REQUIREMENT A: Write out the Fernald silo article from "The silo 3 contract" to "silos 1 and 2." word for word.
REQUIREMENT B: According to the Fernald silo article, how much will the contractor be paid, and over what period?

PASSAGE SHOWN:

━━━━━━━━

Friday, January 08, 1999
Firm to clean Fernald silo containing radioactive waste
BY RACHEL MELCER
The Cincinnati Enquirer
CROSBY TOWNSHIP Community activists say they are happy that, finally, a contractor has been hired to empty and clean one of three silos full of radioactive waste at the former Fernald uranium processing plant.
Site manager Fluor Daniel Fernald announced this week that it will pay Golden, Colo.-based Rocky Mountain Reme diation Services LLC more than $16 million over the next five years.
The company will remove about 5,100 cubic yards of powdered metal oxides from the silo, mix it with concrete and shape it into bricks for shipping to a permanent dump site.
Activists, who have monitored the Fernald cleanup through years of squabbling over technology and missteps, say the squat, round silos rep resent their biggest challenge.
The silo 3 contract award is another step in the right direction, said Lisa Crawford, president of Fernald Residents for Environmental Safety and Health (FRESH). We want to keep going forward, not back anymore.
Now that this part of the overall silos cleanup is under way, Ms. Crawford said she is anxious for progress on the removal of silos 1 and 2.
Those structures, known as the K-65 silos, contain much more dangerous waste in a semi-liquid form that is more difficult to handle and remove than that in silo 3.
After a failed 1996 attempt to vitrify the silos 1 and 2 waste encasing it in glass capsules that could be safely handled Fluor Daniel and the Department of Energy went back to the drawing board. They are now investigating new technologies for dealing with the muck and hope to select a plan this year.
The silos were filled with waste and uranium processing byproducts in the 1950s, before government operators switched to disposal pits.

━━━━━━━━

Spatial localization data:
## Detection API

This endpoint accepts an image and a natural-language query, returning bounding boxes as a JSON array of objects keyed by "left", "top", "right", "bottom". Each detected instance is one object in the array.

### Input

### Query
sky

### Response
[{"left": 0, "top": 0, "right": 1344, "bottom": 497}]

━━━━━━━━

ANSWER SPACE A:
The silo 3 contract award is another step in the right direction, said Lisa Crawford, president of Fernald Residents for Environmental Safety and Health (FRESH). We want to keep going forward, not back anymore.
Now that this part of the overall silos cleanup is under way, Ms. Crawford said she is anxious for progress on the removal of silos 1 and 2.

ANSWER SPACE B: More than $16 million over the next five years.